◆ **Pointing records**
begin

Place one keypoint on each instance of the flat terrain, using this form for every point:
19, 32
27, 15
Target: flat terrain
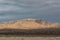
29, 38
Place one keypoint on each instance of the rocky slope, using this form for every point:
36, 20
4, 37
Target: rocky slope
28, 24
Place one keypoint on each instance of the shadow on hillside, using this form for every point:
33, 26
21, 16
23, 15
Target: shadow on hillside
46, 31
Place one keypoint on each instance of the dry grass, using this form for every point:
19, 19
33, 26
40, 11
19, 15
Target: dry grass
28, 24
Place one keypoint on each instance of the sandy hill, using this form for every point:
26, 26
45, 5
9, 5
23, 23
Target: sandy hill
28, 24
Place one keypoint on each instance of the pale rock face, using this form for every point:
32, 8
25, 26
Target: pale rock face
28, 24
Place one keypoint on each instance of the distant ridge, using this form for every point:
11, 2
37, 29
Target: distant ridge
28, 23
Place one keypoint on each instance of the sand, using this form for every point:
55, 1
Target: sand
28, 23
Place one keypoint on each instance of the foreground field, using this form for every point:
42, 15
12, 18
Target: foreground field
29, 38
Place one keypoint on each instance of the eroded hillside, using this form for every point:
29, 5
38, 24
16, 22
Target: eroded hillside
28, 24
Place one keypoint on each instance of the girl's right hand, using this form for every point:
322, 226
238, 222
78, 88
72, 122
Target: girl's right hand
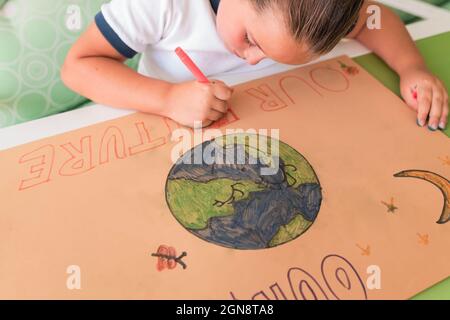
191, 102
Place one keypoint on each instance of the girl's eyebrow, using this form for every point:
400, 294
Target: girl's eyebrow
256, 43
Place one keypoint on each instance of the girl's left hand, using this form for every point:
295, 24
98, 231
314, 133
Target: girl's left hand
427, 95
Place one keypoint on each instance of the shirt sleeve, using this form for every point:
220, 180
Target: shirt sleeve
131, 25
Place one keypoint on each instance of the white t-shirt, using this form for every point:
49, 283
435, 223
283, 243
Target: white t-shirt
156, 28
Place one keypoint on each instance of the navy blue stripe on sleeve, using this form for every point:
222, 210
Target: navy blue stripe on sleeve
112, 37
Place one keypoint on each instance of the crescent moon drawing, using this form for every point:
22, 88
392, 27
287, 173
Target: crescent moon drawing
442, 183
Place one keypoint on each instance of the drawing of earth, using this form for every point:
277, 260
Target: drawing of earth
232, 203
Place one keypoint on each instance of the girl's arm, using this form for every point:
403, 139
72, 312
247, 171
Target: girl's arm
94, 69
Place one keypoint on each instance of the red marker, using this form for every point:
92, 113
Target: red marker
191, 66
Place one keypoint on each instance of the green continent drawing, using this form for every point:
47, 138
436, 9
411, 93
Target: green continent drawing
234, 203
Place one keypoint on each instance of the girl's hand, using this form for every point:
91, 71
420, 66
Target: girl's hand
191, 102
427, 95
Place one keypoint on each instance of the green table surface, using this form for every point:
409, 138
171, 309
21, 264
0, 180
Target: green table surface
436, 51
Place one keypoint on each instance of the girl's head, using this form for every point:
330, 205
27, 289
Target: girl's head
287, 31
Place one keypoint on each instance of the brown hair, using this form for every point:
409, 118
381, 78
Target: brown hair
321, 23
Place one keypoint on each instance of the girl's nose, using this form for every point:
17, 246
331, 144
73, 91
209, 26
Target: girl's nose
254, 57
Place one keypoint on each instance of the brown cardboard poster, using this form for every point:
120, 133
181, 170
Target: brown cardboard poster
103, 212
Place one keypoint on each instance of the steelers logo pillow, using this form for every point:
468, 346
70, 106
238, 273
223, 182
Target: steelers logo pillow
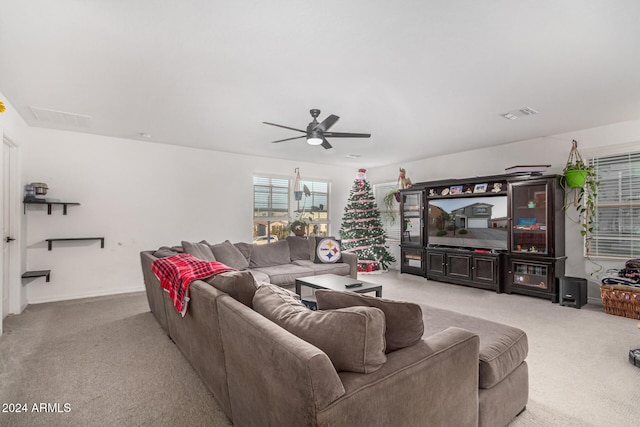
327, 250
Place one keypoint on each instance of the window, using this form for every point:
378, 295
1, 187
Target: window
616, 230
314, 207
390, 217
270, 209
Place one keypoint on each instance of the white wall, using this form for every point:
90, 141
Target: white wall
553, 150
15, 129
139, 195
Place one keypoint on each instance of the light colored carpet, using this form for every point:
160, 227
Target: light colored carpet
108, 358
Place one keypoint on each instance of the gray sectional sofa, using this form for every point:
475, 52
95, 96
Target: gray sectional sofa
269, 361
279, 263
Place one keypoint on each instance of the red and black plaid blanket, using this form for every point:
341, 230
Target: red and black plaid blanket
177, 272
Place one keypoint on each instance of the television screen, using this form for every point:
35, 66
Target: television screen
474, 222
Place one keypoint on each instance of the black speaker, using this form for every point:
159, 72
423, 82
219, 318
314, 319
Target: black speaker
573, 292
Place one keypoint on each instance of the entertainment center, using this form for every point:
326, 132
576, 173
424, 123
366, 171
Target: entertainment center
503, 233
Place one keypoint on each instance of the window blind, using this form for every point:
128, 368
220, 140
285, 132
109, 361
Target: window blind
616, 231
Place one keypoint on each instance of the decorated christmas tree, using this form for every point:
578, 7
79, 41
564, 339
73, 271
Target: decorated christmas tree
361, 230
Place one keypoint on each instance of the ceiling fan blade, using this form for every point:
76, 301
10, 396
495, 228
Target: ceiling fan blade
347, 135
327, 123
285, 127
289, 139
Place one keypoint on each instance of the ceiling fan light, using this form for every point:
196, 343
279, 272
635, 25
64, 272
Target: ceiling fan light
314, 138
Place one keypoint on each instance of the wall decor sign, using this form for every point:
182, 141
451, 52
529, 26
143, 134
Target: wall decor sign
480, 188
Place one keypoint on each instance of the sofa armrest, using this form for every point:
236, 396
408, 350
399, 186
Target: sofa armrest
155, 293
434, 382
352, 260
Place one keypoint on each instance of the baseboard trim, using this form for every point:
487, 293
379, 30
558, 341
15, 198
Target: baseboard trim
594, 300
88, 295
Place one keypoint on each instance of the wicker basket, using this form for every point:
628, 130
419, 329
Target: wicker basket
621, 300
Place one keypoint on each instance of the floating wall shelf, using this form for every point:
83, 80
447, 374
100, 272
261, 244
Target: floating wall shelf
44, 202
50, 241
37, 273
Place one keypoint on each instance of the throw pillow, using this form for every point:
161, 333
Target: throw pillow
327, 251
240, 285
199, 250
276, 253
164, 252
229, 255
299, 248
352, 338
405, 326
245, 249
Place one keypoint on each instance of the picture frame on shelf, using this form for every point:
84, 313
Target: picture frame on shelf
480, 188
455, 189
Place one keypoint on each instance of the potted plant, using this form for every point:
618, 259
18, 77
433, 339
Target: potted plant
390, 208
298, 227
580, 178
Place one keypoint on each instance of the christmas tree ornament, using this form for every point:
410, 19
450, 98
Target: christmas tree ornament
361, 230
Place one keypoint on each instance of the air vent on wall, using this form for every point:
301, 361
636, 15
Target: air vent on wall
522, 112
61, 118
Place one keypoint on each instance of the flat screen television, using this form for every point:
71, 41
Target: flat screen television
473, 222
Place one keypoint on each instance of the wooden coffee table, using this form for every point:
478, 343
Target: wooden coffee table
336, 283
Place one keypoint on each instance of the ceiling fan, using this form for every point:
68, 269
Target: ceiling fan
317, 134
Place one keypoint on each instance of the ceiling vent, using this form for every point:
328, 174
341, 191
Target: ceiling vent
61, 118
522, 112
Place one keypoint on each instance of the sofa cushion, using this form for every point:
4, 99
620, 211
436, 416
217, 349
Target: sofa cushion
299, 247
353, 337
240, 285
341, 269
229, 255
502, 348
285, 274
327, 250
260, 277
199, 250
405, 326
276, 253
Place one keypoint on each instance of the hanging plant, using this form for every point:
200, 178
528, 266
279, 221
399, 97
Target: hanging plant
297, 186
580, 179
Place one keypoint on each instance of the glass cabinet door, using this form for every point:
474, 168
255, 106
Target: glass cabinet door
529, 215
412, 223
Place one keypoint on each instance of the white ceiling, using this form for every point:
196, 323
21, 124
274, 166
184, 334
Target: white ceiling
423, 77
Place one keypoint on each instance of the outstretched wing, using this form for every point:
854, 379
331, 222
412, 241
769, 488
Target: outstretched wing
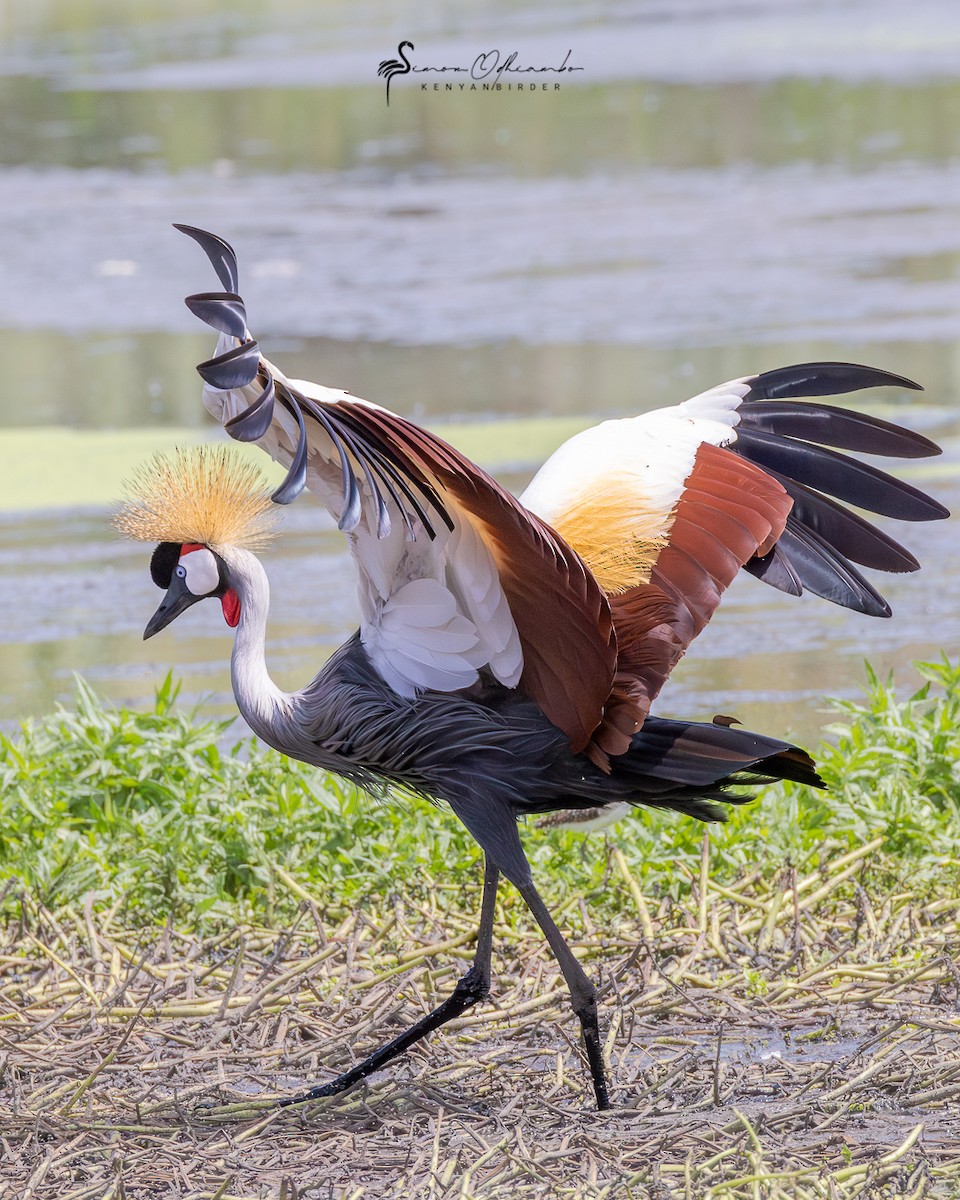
456, 576
666, 508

end

◆ **STATED TASK**
Copy the material above exactly and drop the pictures.

◆ **WORKED SOLUTION**
Place one keypoint on each instance of the flat terrain, using this form for every point:
19, 32
27, 15
Target: flat terrain
29, 38
Place one keypoint on each instance of the rocky slope, using this form for every point:
36, 20
4, 37
Target: rocky slope
28, 24
Place one keypoint on each instance of the shadow on hillside, using this form for every point:
33, 26
21, 16
23, 15
Target: shadow on hillside
46, 31
Place one keypoint on each instance of the dry grass, using this form for every point:
19, 19
33, 26
40, 11
19, 15
Target: dry grass
28, 24
Place one keypoint on each instance of the sandy hill, using this form for every point:
26, 26
45, 5
9, 5
23, 23
Target: sandy hill
28, 24
Place one keypoint on each instance of the pale rock face, using this form for every point:
32, 8
25, 26
Target: pale rock face
28, 24
Place one keypoint on each instance of the distant ridge, using this form for every point:
11, 2
37, 29
Target: distant ridge
28, 23
Place one keypoint on each instance of the sand, using this form for every point:
55, 1
Target: sand
28, 23
Place one keypoint on each instance of the foreground field, using this form for every point:
42, 15
12, 18
Target: foreground field
29, 38
Place one keypoint on each instance of the eroded hillside, using this form for every point:
29, 5
38, 24
16, 22
Target: eroded hillside
28, 24
Place one keypoint on each instance of the girl's right hand, using this form for every point:
322, 226
238, 222
78, 88
72, 122
Target: girl's right hand
191, 102
Place one keypoint on each instance of the girl's eyebrow, using this form for every point:
400, 294
Target: girl's eyebrow
256, 43
Place one keypoint on each instance of the girl's left hand, using this form for every point:
295, 24
98, 231
314, 133
Target: girl's left hand
427, 95
Place one keypoint on each instance of the shirt sleeve, using this form for every point:
220, 180
Target: shirt sleeve
131, 25
Place one keypoint on each instance of the white t-shirt, using this form for every point:
49, 283
435, 223
283, 243
Target: white t-shirt
156, 28
Place one keypoint on each instance of the navy blue stripe on sleeve, using this form for every point:
222, 210
Target: navy blue stripe on sleeve
112, 37
Place one keypoint on each instance of the crescent moon drawing, using this form for every point:
22, 88
392, 27
287, 173
Target: crescent moon drawing
442, 183
Place one keypoint on each instance of the drawing of earth, using this form for every point:
277, 260
Target: drawing of earth
232, 203
Place one keypoint on each instance of the girl's arm, using this form for every point:
403, 139
72, 312
247, 171
Target: girl's arm
94, 69
Place one keypoint on each instance of the red marker, using this form for every point:
92, 113
Target: red marker
191, 66
Place one keypoint on each instance of the green continent drawing, using this form for every point:
47, 138
436, 9
411, 93
Target: green continent drawing
234, 203
Place one keypoint on each instance of the girl's hand, using this form for every point:
91, 71
420, 66
Target: girl's hand
191, 102
427, 95
Place one keypoint on each instance of the green table surface, using this form for every point:
409, 138
171, 309
21, 264
0, 180
Target: green table surface
436, 51
Place one keypoint on each instance of the girl's head, using this form for every point:
330, 205
27, 289
Target: girl's head
287, 31
Place one keypoint on each instance of the brown hair, using this form for every point:
409, 118
381, 78
Target: brown hair
321, 23
Place one keypoint on each instance of the girl's nose, using this form for every point:
17, 246
331, 144
73, 91
209, 26
Target: girl's nose
254, 57
Place one keypoint on each instance of the brown cardboard poster, using this form for every point:
120, 133
181, 170
Target: brown cardboard poster
103, 212
Place one keypoint on each instance of the steelers logo pillow, using this form for every point:
468, 346
70, 106
238, 273
223, 182
Target: steelers logo pillow
327, 250
Place one keypoint on each instance of the window, using this form for every point:
378, 295
1, 187
Target: window
616, 230
314, 207
390, 217
270, 209
Place one keypoint on each instance of the white wall, using this form for every point:
90, 141
Target: white wall
553, 150
15, 129
139, 195
Place one keypoint on each instance of the light colored carpet, using this form for every point:
160, 227
Target: light colored carpet
108, 358
Place one keypoint on each instance of the gray sectional sofa, using this form for every point:
475, 52
95, 96
Target: gray sectional sofa
269, 361
279, 263
Place one keypoint on each instance of the red and black plaid blanket, using this form for every point:
341, 230
Target: red and black plaid blanket
177, 272
Place one keypoint on each instance of the television screen, using this form for every point:
35, 66
Target: television screen
474, 222
Place one keypoint on each instance of the black speaker, using this form for every point:
159, 72
423, 82
219, 318
314, 319
Target: black speaker
573, 292
Place one keypoint on each instance of the entertainment center, using this form for every point:
326, 132
576, 173
424, 123
366, 171
Target: entertainment center
503, 233
Place one keypoint on each instance of the window blind, using this form for every point:
128, 368
220, 140
285, 132
109, 361
Target: window blind
616, 231
Place one keypoint on each instance of the decorated christmas tree, using this form for every point:
578, 7
79, 41
564, 339
73, 271
Target: decorated christmas tree
361, 230
Place one keypoint on each instance of the ceiling fan blade, using this form for every point:
76, 301
10, 396
495, 228
Target: ceiling fan blade
347, 135
327, 123
285, 127
289, 139
Place one keypoint on each instance of the ceiling fan light, using this form for every point:
196, 343
279, 272
635, 25
64, 272
Target: ceiling fan light
314, 138
Place one keypoint on each instance of the wall decor sign, using this form for every point:
182, 141
451, 52
529, 26
143, 134
Target: wall decor sign
480, 188
Place one keypoint on each instance of the sofa armrest, using this form for every point:
236, 396
408, 350
399, 186
Target: sofa armrest
155, 293
434, 382
352, 260
Place one keypoint on each instance of the baseboard trim, using this form for every point:
487, 293
379, 30
558, 341
15, 198
Target: baseboard trim
594, 300
88, 295
Place one keypoint on each instance of the wicker basket, using this form for every point:
628, 130
419, 329
Target: wicker basket
621, 300
Place one keypoint on each instance of the floating wall shelf, using this form for every point:
83, 80
447, 374
100, 272
261, 244
Target: floating wall shelf
44, 202
50, 241
37, 273
Place one keypoint on each instance of the throw pillow, using this form for every point:
161, 333
Target: throw pillow
327, 251
240, 285
199, 250
276, 253
164, 252
229, 255
299, 248
352, 338
405, 326
245, 249
Place one keypoint on each instance of the picture frame on shelf, using this form for every point:
84, 313
Target: picture frame on shelf
480, 188
455, 189
Place one keypoint on each instance of the potted plant, using this form for every point:
618, 259
18, 77
433, 339
Target: potted plant
390, 208
298, 227
580, 178
Place one keypoint on each instance of the christmas tree ornament, using this form for every point:
410, 19
450, 98
Target: christmas tree ornament
361, 230
Place one keypoint on each instance of the air vent on wall, using this form for every point:
301, 361
636, 15
Target: air vent on wall
522, 112
61, 118
Place one keypoint on each instance of the flat screen television, using this form for every point:
71, 41
Target: flat screen television
473, 222
Place one keypoint on each instance of the wooden coffee table, using this form for every point:
478, 343
Target: wooden coffee table
336, 283
Place one keypoint on each instance of the ceiling fan, using this form for every point:
68, 269
Target: ceiling fan
317, 134
Place one keypoint on each instance of the ceiling vent, using this form for every point:
328, 174
341, 191
Target: ceiling vent
61, 118
522, 112
Place one keypoint on each instance of the sofa cushion, using this form for every point:
4, 99
620, 211
436, 416
217, 349
Target: sofa cushion
299, 247
353, 337
240, 285
341, 269
229, 255
502, 348
285, 274
327, 250
260, 277
199, 250
405, 326
276, 253
Place one keypoint on each instance of the hanging plant, using this form for every point:
200, 178
528, 266
279, 221
399, 97
Target: hanging plant
297, 186
580, 179
Place one keypoint on each instance of the glass cabinet door, using this form for every point:
474, 168
255, 106
Target: glass cabinet door
529, 215
412, 223
Place one keypoint on each instance of the white ceiling, using this form for every point:
196, 323
21, 124
274, 166
184, 334
Target: white ceiling
423, 77
Place one keypoint on each instance of the outstretched wing, using this form for every point:
854, 379
331, 222
412, 241
769, 488
Target: outstretched wing
456, 576
666, 508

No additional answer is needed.